▸ **Written instruction**: Format every line of the items below as a JSON list of strings, with one string per line and blank lines omitted.

▸ **Entries**:
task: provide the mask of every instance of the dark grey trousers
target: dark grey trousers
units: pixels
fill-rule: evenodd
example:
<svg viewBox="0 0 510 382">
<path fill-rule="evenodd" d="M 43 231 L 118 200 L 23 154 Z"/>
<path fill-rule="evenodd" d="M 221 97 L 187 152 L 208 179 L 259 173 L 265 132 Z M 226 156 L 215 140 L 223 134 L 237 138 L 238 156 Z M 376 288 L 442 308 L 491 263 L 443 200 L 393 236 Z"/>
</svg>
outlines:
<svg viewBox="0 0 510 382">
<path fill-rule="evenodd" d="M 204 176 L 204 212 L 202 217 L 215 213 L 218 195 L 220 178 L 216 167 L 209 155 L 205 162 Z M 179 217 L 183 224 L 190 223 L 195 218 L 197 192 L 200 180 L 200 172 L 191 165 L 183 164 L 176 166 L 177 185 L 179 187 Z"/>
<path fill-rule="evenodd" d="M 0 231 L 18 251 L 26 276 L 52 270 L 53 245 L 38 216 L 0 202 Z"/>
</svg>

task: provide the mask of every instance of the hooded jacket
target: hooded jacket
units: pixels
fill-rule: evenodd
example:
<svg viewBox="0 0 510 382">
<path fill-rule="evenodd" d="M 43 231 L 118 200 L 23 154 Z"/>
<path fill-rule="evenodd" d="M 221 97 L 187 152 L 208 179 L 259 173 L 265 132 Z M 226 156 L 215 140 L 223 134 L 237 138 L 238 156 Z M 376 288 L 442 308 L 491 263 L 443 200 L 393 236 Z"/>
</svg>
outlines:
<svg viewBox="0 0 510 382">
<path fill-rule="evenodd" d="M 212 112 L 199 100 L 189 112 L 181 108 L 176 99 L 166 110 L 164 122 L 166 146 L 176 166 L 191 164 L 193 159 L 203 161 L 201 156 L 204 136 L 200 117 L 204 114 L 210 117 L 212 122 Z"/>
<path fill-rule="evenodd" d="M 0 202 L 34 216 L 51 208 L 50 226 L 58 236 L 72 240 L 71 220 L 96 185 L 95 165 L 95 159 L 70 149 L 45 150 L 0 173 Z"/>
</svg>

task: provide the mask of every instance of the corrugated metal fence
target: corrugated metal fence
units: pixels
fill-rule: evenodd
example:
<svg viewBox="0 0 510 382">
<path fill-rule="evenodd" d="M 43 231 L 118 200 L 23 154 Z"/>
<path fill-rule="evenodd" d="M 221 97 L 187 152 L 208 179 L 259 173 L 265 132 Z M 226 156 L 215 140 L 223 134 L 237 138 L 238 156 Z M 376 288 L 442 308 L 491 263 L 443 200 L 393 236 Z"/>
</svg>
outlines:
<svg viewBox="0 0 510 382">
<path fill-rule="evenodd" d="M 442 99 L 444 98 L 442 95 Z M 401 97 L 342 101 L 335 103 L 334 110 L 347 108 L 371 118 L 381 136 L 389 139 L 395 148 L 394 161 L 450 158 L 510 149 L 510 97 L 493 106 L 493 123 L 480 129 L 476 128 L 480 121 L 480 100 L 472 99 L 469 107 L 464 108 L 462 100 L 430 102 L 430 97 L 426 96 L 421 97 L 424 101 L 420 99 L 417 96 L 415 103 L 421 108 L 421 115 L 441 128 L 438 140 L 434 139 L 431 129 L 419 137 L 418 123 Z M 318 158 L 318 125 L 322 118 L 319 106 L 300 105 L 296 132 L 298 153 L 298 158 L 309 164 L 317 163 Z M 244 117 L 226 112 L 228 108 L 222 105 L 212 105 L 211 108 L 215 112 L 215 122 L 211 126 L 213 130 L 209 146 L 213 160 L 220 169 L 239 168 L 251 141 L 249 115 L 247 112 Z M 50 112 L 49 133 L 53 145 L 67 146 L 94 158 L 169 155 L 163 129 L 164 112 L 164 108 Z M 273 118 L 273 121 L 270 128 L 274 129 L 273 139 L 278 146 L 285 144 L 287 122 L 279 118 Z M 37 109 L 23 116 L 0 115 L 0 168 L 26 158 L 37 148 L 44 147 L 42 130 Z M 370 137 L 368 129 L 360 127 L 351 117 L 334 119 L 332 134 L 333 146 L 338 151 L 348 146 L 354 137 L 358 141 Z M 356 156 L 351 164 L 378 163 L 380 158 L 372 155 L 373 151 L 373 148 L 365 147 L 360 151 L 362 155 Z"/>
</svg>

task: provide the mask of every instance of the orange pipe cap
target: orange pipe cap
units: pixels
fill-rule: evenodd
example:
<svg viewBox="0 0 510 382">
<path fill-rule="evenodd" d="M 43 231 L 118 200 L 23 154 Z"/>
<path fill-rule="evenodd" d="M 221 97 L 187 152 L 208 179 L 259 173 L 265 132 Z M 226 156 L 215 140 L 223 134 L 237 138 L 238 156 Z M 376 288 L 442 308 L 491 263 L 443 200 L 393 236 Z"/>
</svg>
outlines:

▸ **Solution to this problem**:
[
  "task: provide the mask of every instance of the dark grey trousers",
  "target: dark grey trousers",
  "units: pixels",
  "fill-rule: evenodd",
  "example:",
  "<svg viewBox=\"0 0 510 382\">",
  "<path fill-rule=\"evenodd\" d=\"M 43 231 L 118 200 L 23 154 Z\"/>",
  "<path fill-rule=\"evenodd\" d=\"M 221 97 L 187 152 L 208 179 L 259 173 L 265 132 Z M 226 156 L 215 140 L 223 134 L 237 138 L 238 156 Z M 376 288 L 442 308 L 491 263 L 443 200 L 393 236 Z\"/>",
  "</svg>",
  "outlines:",
  "<svg viewBox=\"0 0 510 382\">",
  "<path fill-rule=\"evenodd\" d=\"M 204 176 L 204 212 L 202 217 L 215 213 L 218 195 L 220 178 L 216 167 L 209 155 L 205 162 Z M 179 217 L 183 224 L 190 223 L 195 218 L 197 192 L 200 180 L 200 172 L 191 165 L 183 164 L 176 166 L 177 185 L 179 187 Z\"/>",
  "<path fill-rule=\"evenodd\" d=\"M 0 231 L 18 251 L 26 276 L 52 270 L 53 245 L 38 216 L 0 202 Z\"/>",
  "</svg>",
  "task: provide the mask of every instance of the hooded jacket",
  "target: hooded jacket",
  "units: pixels",
  "fill-rule: evenodd",
  "example:",
  "<svg viewBox=\"0 0 510 382\">",
  "<path fill-rule=\"evenodd\" d=\"M 43 231 L 118 200 L 23 154 Z\"/>",
  "<path fill-rule=\"evenodd\" d=\"M 221 97 L 187 152 L 208 179 L 259 173 L 265 132 Z M 226 156 L 215 140 L 223 134 L 237 138 L 238 156 Z M 376 288 L 442 308 L 491 263 L 443 200 L 393 236 Z\"/>",
  "</svg>",
  "outlines:",
  "<svg viewBox=\"0 0 510 382\">",
  "<path fill-rule=\"evenodd\" d=\"M 212 112 L 199 100 L 189 112 L 181 108 L 176 99 L 166 110 L 164 122 L 166 146 L 176 166 L 191 164 L 193 159 L 203 161 L 201 156 L 204 136 L 200 117 L 204 114 L 210 117 L 212 122 Z\"/>",
  "<path fill-rule=\"evenodd\" d=\"M 0 202 L 34 216 L 51 208 L 50 226 L 58 236 L 72 240 L 71 220 L 96 185 L 95 165 L 95 159 L 70 149 L 45 150 L 0 173 Z\"/>",
  "</svg>",
  "task: provide the mask of every instance of the corrugated metal fence",
  "target: corrugated metal fence",
  "units: pixels",
  "fill-rule: evenodd",
  "example:",
  "<svg viewBox=\"0 0 510 382\">",
  "<path fill-rule=\"evenodd\" d=\"M 43 231 L 118 200 L 23 154 Z\"/>",
  "<path fill-rule=\"evenodd\" d=\"M 221 97 L 187 152 L 208 179 L 259 173 L 265 132 Z M 226 156 L 215 140 L 223 134 L 237 138 L 238 156 Z M 376 288 L 442 308 L 491 263 L 443 200 L 393 236 Z\"/>",
  "</svg>",
  "outlines:",
  "<svg viewBox=\"0 0 510 382\">",
  "<path fill-rule=\"evenodd\" d=\"M 442 99 L 444 98 L 442 95 Z M 401 97 L 342 101 L 335 103 L 334 110 L 347 108 L 371 118 L 381 136 L 389 139 L 395 148 L 394 161 L 450 158 L 510 149 L 510 97 L 493 106 L 493 123 L 480 129 L 476 128 L 480 121 L 480 100 L 472 99 L 469 107 L 464 108 L 462 100 L 430 102 L 430 97 L 426 96 L 421 97 L 424 101 L 420 99 L 417 96 L 415 103 L 421 108 L 421 115 L 441 128 L 438 140 L 434 139 L 431 129 L 419 137 L 418 123 Z M 318 158 L 318 125 L 322 118 L 319 106 L 300 105 L 296 132 L 298 153 L 298 158 L 309 164 L 317 163 Z M 244 117 L 226 112 L 228 108 L 222 105 L 212 105 L 211 108 L 215 112 L 215 122 L 211 126 L 213 130 L 209 146 L 213 160 L 220 169 L 239 168 L 251 141 L 249 115 L 247 112 Z M 50 112 L 49 133 L 53 145 L 67 146 L 94 158 L 169 155 L 163 129 L 164 112 L 164 108 Z M 273 118 L 273 121 L 270 128 L 274 129 L 273 139 L 278 146 L 285 144 L 287 122 L 279 118 Z M 37 109 L 23 116 L 0 115 L 0 168 L 26 158 L 37 148 L 44 147 L 42 130 Z M 370 137 L 368 129 L 360 127 L 351 117 L 334 119 L 332 134 L 333 146 L 338 151 L 348 146 L 354 137 L 358 141 Z M 356 156 L 351 164 L 378 163 L 380 158 L 372 155 L 373 151 L 373 148 L 365 147 L 360 151 L 362 155 Z\"/>",
  "</svg>",
  "task: provide the mask of every instance of the orange pipe cap",
  "target: orange pipe cap",
  "units: pixels",
  "fill-rule: evenodd",
  "example:",
  "<svg viewBox=\"0 0 510 382\">",
  "<path fill-rule=\"evenodd\" d=\"M 43 231 L 118 200 L 23 154 Z\"/>",
  "<path fill-rule=\"evenodd\" d=\"M 221 97 L 187 152 L 208 179 L 259 173 L 265 132 Z M 226 156 L 215 140 L 223 134 L 237 138 L 238 156 Z M 376 288 L 442 308 L 491 263 L 443 200 L 393 236 Z\"/>",
  "</svg>",
  "outlines:"
]